▶ _INFORMATION PROVIDED_

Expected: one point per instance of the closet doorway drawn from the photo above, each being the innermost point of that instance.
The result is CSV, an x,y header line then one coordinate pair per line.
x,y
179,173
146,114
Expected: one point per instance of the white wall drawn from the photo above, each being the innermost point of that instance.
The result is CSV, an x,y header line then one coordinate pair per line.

▶ _SET PROBLEM_
Your task is to reproduce all of the records exactly.

▶ _WRITTEN SOLUTION_
Expected: one point per instance of the closet doorway drawn from the photo above, each being the innermost point of that instance.
The result is CSV, an x,y header line then one coordinate pair per line.
x,y
179,173
146,114
Expected: one point per instance of the white wall drawn from the photo above, each being the innermost point of that instance.
The result is CSV, an x,y header line then one coordinate pair per line.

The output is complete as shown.